→ What you have to do
Please write the next part of the news excerpt on the executive order about family separations, picking up after its final paragraph.

→ Excerpt provided

-- Begin --

And Sarah Pierce, an immigration policy analyst at the Migration Policy Institute in Washington, D.C. told Courthouse News Wednesday night the executive order might not even be constitutional.

"In the original Flores litigation, the plaintiffs claimed that the children had a due process right to be released to responsible adults," she said. "That case settled, so we don't have a final decision on that but it is likely be raised in again in light of the new order."

As for what happens to children already separated from their families, Pierce said it is a question that begs repeating.

"There has been no statement or plan from the administration on how they intend to reunite the thousands of families who have been forcibly separated. Nothing in the President's executive order today addressed the issue. And as they wait, more parents will be deported without their children."

According to the New York Times, a spokesperson for the Administration of Children Families, an offshoot of the Health and Human Services department, said the White House has opted not to grandfather existing separation cases.

Children who were taken from their families could remain with their new guardians for months or years – it hinges directly on how quickly immigration court proceedings are handled.

The Associated Press reported that Department of Homeland Security Secretary Kirstjen Nielsen spent an entire day drafting the executive order for Trump to sign.

On Wednesday morning the president declared "we want to solve this immigration problem,” while also canceling a previously scheduled annual picnic for lawmakers because it didn’t “feel right” to hold the event with Washington embroiled in the immigration controversy.

“We're looking to keep families together. Very important. We're going to be signing an executive order," he said. "We are also going to count on Congress, obviously, but we are signing an executive order in a little while. We're going to keep families together but we still have to maintain toughness or our country will be overrun by people, by crime, by all of the things that we don't stand for and that we don't want.”

-- End --

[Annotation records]
-- Begin --

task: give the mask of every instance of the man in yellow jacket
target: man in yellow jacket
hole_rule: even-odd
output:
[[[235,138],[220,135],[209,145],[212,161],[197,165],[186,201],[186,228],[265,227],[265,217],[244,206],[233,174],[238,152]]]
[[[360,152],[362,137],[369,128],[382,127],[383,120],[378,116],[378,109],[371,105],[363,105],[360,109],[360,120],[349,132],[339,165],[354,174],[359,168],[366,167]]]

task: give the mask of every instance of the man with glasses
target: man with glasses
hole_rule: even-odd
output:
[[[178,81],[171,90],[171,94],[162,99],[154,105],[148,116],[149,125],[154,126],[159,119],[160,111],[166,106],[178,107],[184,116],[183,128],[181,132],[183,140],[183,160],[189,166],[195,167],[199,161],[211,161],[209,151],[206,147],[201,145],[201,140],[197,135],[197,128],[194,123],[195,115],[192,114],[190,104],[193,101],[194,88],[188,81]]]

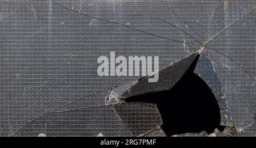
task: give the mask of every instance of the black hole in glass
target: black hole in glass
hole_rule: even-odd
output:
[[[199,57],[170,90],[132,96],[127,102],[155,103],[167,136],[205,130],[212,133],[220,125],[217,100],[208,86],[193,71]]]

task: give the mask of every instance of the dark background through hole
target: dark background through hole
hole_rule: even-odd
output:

-- End --

→ Solved exercise
But even as he signaled a change in course is coming on the separation of migrant families, the president already appeared to be doing some damage control.

"So I'm going to be signing an executive order in a little while before I go to Minnesota but, at the same time, I think you have to understand, we're keeping families together but we have to keep our borders strong. We will be overrun with crime and with people that should not be in our country," he said.

The White House has been the focus of a sustained outcry and widespread condemnation in recent days over its policy of separating children from parents who illegally cross the border.

In response, the president repeatedly derided Democrats on Twitter, falsely asserting that congressional Democrats were to blame for the situation.

“It’s the Democrats fault, they won’t give us the votes needed to pass good immigration legislation,” Trump tweeted Wednesday morning. “They want open borders, which breeds horrible crime. Republicans want security. But I am working on something - it never ends!”

The president also slammed the media on Wednesday morning for their coverage of family separations at the border.

“The Fake News is not mentioning the safety and security of our Country when talking about illegal immigration,” he tweeted. “Our immigration laws are the weakest and worst anywhere in the world, and the Dems will do anything not to change them & to obstruct want open borders which means crime!”

American Civil Liberties Union executive director Anthony Romero said Trump’s about-face on family separation wasn’t prompted by compassion but was the result of increasing scrutiny and negative backlash.

“Kids should not have been separated from their parents in the first place and they still don’t belong in jail. His alleged solution to a crisis of his own making is many months too late. It is a crisis that should not have happened to begin with. He has caused irreparable damage to thousands of immigrant families,” Romero said in a statement Wednesday.

“The devil is in the details. This crisis will not abate until each and every single child is reunited with his or her parent. An eleventh-hour executive order doesn’t fix the calamitous harm done to thousands of children and their parents. This executive order would replace one crisis for another. Children don’t belong in jail at all, even with their parents, under any set of circumstances. If the president thinks placing families in jail indefinitely is what people have been asking for, he is grossly mistaken.”

On Thursday, the House will take a vote on an immigration package that could allow for indefinite detention of migrant families. It it isn’t expected to curry much favor with Democrats and could force another showdown in the Senate.

The bill stipulates that the Department of Homeland Security hold adults charged with unlawfully crossing the border with a child under 18 at specific family detention centers.

But the House bill doesn't spell out how long a minor child can be detained with their family.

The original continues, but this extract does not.